EXCERPTED PASSAGE ->
When I was a kid, I had a tradition with my dad. On Sunday nights, we always watched "Mutual of Omaha's Wild Kingdom" together. I was mesmerized as Marlin Perkins brought the wilds of Africa into our living room. Inevitably, at some point in the show, Marlin would be tracking a pride of lions and suddenly, an unsuspecting zebra, wildebeest or warthog would flash to the screen. The music would quicken. The camera would go back to the lions, which were now crouched, ready to pounce. That's when my dad would turn to me and say, "It's time." And then I would cover my eyes and say a little prayer for the animal about to become a meal.

My dad learned the hard way to warn me. The first time I ever watched a lion take down zebra on this show I sobbed hysterically. I was young. I loved animals and hated blood. My dad would try to explain to me it was nature's way, but I didn't understand why some animals had to kill others. (Never mind that we ate beef five nights a week, I was six and just assumed hamburgers grew in a hamburger patch.) So to avoid further traumatizing, my dad always warned me to cover my eyes when an animal was about to meet its maker during the show.

Despite having my eyes covered for half of it, "Wild Kingdom" triggered what can only be considered my lifelong obsession with all things Africa. As a kid, I would beg my dad to take me to the zoo, where I only wanted to see the animals that were on the show. In high school, I named one of our cats "Mandela" after writing a book report on Nelson Mandela. In college, I enrolled in classes with obscure names like "Humanitarian Lessons from Rwanda's Genocide" and "Myths and Rituals of Western Africa." Upon graduating, I spent four weeks in Tanzania and Kenya. It was my first real trip abroad and it did nothing to satisfy my fascination, it only fueled it. I returned home committed to a variety of causes, from eradicating malaria to poaching.

In my late 20s, I returned and spent six months volunteering in Uganda at an AIDS orphanage. A few years after that, I convinced my dad, who I largely credit for spawning my interest in the continent, to go on safari with me in South Africa's Kruger National Park.

Neither of us will ever forget the memories we made on that trip. We still laugh about the animated father and son Brazilians who were part of our group, who we affectionately called "Luigi and Luigi." Their real names were Luis (Sr. and Jr.), but my dad, who cannot even understand people with an East Coast accent, never could get their names right. For some reason he thought they were Italian and started calling them "the Luigis."

LISTED RECORDS ->
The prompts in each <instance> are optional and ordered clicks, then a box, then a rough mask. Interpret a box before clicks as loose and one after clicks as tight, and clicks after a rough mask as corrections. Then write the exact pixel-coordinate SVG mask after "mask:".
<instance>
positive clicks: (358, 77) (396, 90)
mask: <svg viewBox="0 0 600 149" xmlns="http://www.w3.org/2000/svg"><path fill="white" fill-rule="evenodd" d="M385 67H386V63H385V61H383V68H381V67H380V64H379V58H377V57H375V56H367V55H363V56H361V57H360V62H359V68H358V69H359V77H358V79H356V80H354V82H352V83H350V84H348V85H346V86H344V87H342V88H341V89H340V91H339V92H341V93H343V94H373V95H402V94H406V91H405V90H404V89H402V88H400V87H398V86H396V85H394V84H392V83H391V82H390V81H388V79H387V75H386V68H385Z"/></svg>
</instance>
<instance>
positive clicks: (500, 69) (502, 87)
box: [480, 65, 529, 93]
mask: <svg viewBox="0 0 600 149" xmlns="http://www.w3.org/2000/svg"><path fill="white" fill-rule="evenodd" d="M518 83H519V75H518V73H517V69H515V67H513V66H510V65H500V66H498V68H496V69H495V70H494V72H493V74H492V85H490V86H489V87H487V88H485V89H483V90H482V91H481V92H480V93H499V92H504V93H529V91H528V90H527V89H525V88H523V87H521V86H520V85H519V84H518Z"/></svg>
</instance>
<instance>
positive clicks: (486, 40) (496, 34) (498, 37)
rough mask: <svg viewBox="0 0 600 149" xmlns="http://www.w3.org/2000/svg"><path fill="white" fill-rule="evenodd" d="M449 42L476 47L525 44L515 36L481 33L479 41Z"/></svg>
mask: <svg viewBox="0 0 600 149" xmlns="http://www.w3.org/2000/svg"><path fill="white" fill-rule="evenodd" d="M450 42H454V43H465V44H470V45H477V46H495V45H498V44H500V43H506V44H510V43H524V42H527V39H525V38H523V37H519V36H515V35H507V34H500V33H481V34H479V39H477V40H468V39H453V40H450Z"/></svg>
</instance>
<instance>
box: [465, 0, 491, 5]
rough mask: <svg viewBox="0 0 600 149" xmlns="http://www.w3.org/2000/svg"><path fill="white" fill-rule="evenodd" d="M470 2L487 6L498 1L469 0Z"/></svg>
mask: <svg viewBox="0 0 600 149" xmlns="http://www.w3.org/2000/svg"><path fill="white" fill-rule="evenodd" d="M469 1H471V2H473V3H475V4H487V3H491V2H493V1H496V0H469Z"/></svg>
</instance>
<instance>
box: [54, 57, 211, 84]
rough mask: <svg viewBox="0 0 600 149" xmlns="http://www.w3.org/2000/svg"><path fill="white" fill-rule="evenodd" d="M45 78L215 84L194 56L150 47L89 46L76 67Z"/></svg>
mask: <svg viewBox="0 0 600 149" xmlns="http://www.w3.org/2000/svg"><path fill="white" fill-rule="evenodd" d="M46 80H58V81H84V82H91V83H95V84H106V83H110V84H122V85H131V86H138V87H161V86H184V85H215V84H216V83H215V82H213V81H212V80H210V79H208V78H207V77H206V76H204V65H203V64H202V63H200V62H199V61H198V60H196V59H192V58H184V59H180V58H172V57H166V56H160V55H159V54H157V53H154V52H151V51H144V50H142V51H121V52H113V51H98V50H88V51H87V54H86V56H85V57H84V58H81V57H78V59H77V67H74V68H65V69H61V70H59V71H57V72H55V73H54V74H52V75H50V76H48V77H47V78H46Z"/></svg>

PROBLEM 1 ->
Return the passage from the safari memoir, starting at "In my late 20s, I" and ending with "Kruger National Park.", including both.
PROBLEM 2 ->
Supply the next part of the memoir about watching "Wild Kingdom" and traveling in Africa, continuing after its final sentence.
These rows were taken from a different source and have no connection to the text.

EXERCISE RESPONSE 1 ->
In my late 20s, I returned and spent six months volunteering in Uganda at an AIDS orphanage. A few years after that, I convinced my dad, who I largely credit for spawning my interest in the continent, to go on safari with me in South Africa's Kruger National Park.

EXERCISE RESPONSE 2 ->
They stayed in the room next to us and I don't think they ever slept. We'd hear them yapping all night. They constantly forgot to shut the door to their room and would scream with a mixture of panic and delight when monkeys invaded and snatched food. Though they spoke far better English than we did Portuguese, we were constantly amused at the expense of their translations. They would desperately try to convince everyone there were polar bears in the National Park. One night after dinner, everyone in the camp heard them yell as they walked back to their room. "There's a leopard in the tree!" they shrieked. It turned out to be the lodge owner's cat.

Of course, the memories made on that trip go far beyond the two amusing Luigis we encountered. It was a vacation that changed our relationship. Roles were reversed. My dad had to rely on me to get by because I understood the culture and the language. And for the first time, he saw me as a capable, worldly adult.

I was able to see my dad in a different way too. I've always known him as a classic tough guy. But he became emotional when we toured the prison where Nelson Mandela had been held. When we spent a day volunteering in an orphanage, he was rattled to the point of tears. And the compassion he showed for the wounded animals being rehabilitated as part of the country's anti-poaching education campaign was genuine.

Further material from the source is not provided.